SUPPLIED MATERIAL>
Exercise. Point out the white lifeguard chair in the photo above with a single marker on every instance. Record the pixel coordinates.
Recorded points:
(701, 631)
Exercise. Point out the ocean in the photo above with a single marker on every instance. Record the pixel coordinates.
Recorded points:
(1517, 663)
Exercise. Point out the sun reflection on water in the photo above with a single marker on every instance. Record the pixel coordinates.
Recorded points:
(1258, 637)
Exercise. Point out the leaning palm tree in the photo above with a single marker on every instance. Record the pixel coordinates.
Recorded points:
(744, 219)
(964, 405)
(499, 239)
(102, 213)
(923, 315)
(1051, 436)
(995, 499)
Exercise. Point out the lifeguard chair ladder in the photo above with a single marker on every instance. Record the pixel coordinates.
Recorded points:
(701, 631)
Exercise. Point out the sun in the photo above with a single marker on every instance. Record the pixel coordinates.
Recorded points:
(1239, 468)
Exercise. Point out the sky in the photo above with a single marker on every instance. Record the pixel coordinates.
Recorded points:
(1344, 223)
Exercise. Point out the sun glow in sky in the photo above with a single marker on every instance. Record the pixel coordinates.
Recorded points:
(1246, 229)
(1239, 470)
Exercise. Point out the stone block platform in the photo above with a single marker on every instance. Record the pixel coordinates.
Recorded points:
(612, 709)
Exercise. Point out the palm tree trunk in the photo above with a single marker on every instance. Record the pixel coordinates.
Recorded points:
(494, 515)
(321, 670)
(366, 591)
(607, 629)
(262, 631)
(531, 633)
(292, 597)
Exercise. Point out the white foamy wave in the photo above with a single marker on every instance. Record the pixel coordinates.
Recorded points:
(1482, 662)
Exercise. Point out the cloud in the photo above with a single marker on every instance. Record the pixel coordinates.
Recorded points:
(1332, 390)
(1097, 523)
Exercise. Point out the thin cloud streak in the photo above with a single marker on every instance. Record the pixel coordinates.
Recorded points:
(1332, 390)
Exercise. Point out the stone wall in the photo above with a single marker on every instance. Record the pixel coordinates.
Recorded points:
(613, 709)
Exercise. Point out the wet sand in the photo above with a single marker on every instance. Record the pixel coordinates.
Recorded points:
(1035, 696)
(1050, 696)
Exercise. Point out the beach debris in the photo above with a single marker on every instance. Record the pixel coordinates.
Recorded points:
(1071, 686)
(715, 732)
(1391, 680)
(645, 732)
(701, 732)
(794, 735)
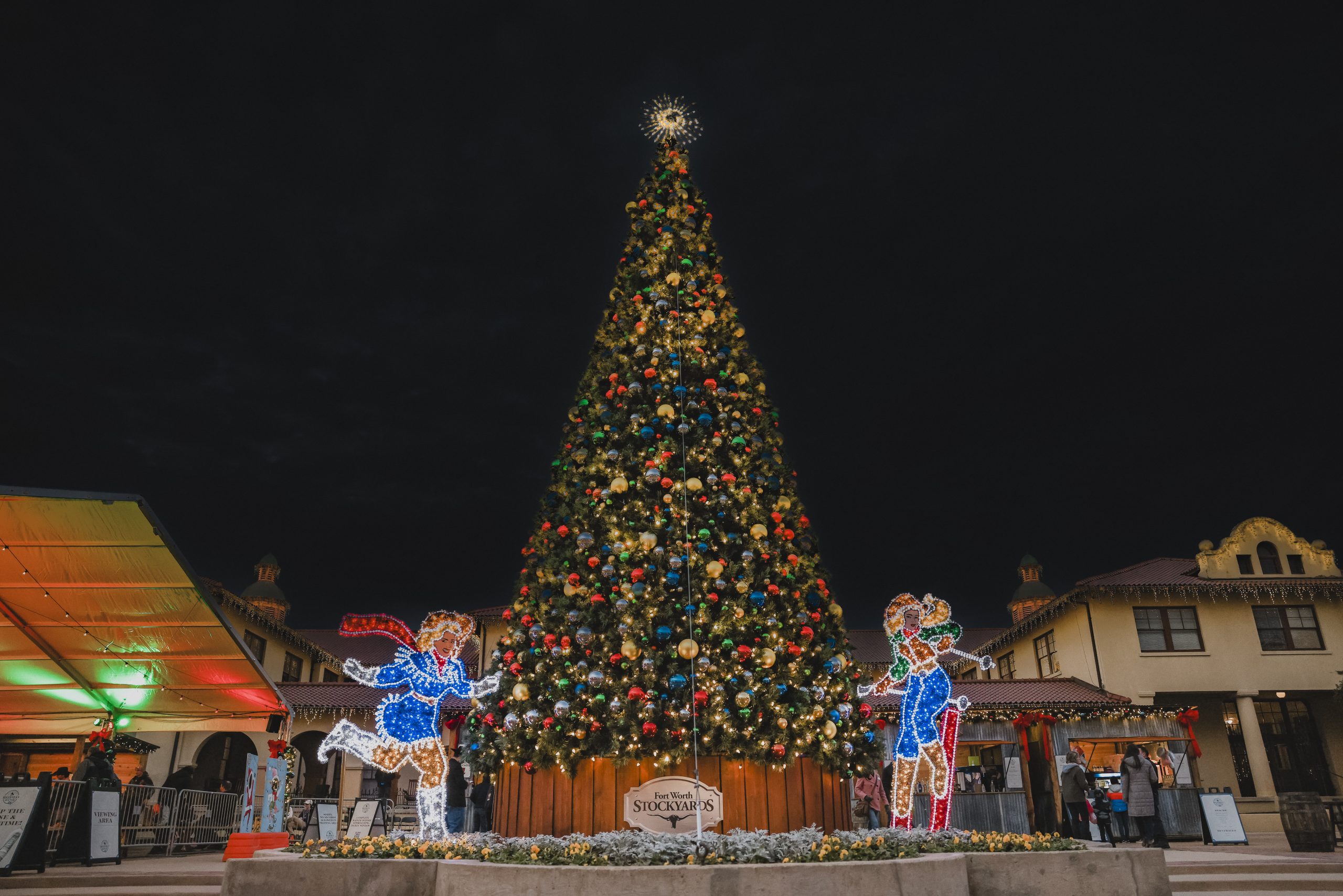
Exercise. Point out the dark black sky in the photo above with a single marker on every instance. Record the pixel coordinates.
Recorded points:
(1048, 279)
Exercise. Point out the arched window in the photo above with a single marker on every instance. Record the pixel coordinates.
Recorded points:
(1270, 564)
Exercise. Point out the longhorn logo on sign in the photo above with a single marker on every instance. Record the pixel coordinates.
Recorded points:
(669, 805)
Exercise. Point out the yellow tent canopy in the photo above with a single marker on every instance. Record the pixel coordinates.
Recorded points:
(102, 617)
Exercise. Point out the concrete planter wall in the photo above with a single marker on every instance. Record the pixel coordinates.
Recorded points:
(1115, 872)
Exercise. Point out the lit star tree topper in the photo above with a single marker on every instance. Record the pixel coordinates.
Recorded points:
(672, 600)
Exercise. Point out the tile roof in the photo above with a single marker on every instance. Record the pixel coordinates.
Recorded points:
(348, 695)
(1179, 571)
(1027, 694)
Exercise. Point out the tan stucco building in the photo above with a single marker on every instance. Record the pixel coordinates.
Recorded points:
(1245, 632)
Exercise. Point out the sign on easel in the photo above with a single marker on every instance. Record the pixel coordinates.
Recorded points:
(323, 823)
(367, 817)
(1221, 820)
(23, 825)
(93, 832)
(249, 816)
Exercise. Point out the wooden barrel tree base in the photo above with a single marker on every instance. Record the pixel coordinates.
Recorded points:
(754, 797)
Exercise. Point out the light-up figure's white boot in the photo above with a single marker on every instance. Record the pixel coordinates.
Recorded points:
(432, 804)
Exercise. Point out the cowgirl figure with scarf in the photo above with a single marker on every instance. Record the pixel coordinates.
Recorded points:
(409, 729)
(919, 632)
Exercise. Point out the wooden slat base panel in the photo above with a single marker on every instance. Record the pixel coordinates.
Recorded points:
(754, 797)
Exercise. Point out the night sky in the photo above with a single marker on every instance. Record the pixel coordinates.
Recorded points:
(1056, 279)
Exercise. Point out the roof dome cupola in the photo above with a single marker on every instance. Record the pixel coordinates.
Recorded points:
(264, 593)
(1032, 594)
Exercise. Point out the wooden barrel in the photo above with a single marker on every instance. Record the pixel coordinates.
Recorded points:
(754, 797)
(1306, 823)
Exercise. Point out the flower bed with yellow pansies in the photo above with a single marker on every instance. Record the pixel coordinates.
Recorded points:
(737, 848)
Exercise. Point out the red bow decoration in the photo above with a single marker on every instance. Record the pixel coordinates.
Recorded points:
(101, 738)
(1022, 724)
(1188, 719)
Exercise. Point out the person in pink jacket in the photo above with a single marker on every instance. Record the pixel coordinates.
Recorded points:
(873, 797)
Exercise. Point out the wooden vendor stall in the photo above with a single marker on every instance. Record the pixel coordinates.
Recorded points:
(754, 797)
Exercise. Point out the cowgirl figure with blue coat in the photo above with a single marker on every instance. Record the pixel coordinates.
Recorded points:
(919, 633)
(409, 727)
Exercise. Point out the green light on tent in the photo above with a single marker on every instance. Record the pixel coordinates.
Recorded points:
(70, 695)
(23, 674)
(128, 698)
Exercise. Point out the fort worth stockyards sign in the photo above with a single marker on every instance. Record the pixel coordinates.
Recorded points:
(668, 805)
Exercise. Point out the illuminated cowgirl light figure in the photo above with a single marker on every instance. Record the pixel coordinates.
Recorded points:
(409, 723)
(920, 632)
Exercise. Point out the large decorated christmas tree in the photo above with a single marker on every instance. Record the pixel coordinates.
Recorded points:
(672, 595)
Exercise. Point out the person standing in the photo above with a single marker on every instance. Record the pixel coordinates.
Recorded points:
(1103, 813)
(483, 801)
(1138, 778)
(1072, 785)
(456, 793)
(873, 798)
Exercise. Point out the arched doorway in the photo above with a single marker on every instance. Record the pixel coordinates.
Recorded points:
(222, 760)
(313, 778)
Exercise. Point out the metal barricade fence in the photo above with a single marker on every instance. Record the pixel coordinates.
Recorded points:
(147, 816)
(203, 818)
(65, 797)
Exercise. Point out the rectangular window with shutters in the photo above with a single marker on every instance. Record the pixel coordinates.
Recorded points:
(1288, 629)
(1047, 655)
(1167, 629)
(255, 644)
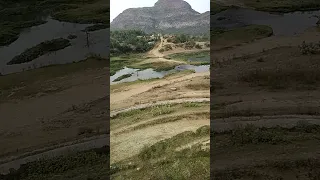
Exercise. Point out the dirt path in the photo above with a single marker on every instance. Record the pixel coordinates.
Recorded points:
(142, 106)
(265, 44)
(127, 145)
(54, 118)
(118, 99)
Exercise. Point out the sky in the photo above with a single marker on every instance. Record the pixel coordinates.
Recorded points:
(118, 6)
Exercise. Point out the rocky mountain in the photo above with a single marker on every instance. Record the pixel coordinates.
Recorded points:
(167, 16)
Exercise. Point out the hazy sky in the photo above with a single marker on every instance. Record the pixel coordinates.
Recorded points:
(118, 6)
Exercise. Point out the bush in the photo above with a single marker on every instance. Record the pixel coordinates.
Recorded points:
(39, 50)
(198, 46)
(161, 50)
(310, 48)
(189, 44)
(167, 47)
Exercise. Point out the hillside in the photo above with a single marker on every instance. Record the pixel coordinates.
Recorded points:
(165, 16)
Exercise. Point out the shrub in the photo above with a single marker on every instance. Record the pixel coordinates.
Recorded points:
(198, 46)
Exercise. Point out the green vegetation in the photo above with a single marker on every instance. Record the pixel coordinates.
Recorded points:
(156, 66)
(20, 14)
(96, 27)
(283, 5)
(34, 81)
(296, 168)
(135, 116)
(83, 166)
(9, 31)
(39, 50)
(130, 41)
(122, 77)
(163, 161)
(240, 35)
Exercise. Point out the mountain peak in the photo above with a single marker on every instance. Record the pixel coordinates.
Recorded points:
(165, 16)
(172, 4)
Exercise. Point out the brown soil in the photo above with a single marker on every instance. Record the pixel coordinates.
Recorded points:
(266, 83)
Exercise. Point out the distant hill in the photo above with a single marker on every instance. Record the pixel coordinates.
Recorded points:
(167, 16)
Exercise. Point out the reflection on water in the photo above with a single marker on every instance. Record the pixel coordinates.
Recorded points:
(51, 30)
(136, 74)
(199, 59)
(282, 24)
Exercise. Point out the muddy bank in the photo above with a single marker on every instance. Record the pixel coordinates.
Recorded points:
(79, 49)
(285, 24)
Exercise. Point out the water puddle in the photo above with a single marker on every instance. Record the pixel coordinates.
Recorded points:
(99, 42)
(199, 59)
(137, 74)
(286, 24)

TASK REQUIREMENTS>
Write out again, unchanged, every line from the line containing "Exercise. Point out the mountain" to the final line of the material above.

SOLUTION TO THIS PROBLEM>
Exercise. Point out the mountain peak in the photo above with a single marker on every instance. Record the pixel coordinates.
Recorded points:
(165, 16)
(172, 4)
Exercise. Point out the brown soil in the photo above with a single marker on every instance. Record the pixel coordinates.
Recorded points:
(266, 83)
Exercise. Point out the distant hill in the photo above with a single marker on every instance. Record the pixel coordinates.
Recorded points:
(167, 16)
Exercise. Point out the reflection on water in the photo above with a single marker on every instance. Record the pixel coordinates.
Recorded points:
(51, 30)
(136, 74)
(199, 59)
(282, 24)
Exercise. Point out the muddy bank in the photo above with a single marker on every instance. Record the pixel coordinates.
Recorded points:
(79, 49)
(285, 24)
Exercise. Point out the water puddle in the photo above with a single marker on every instance. Record the pixel coordinates.
Recorded points:
(99, 42)
(199, 59)
(137, 74)
(286, 24)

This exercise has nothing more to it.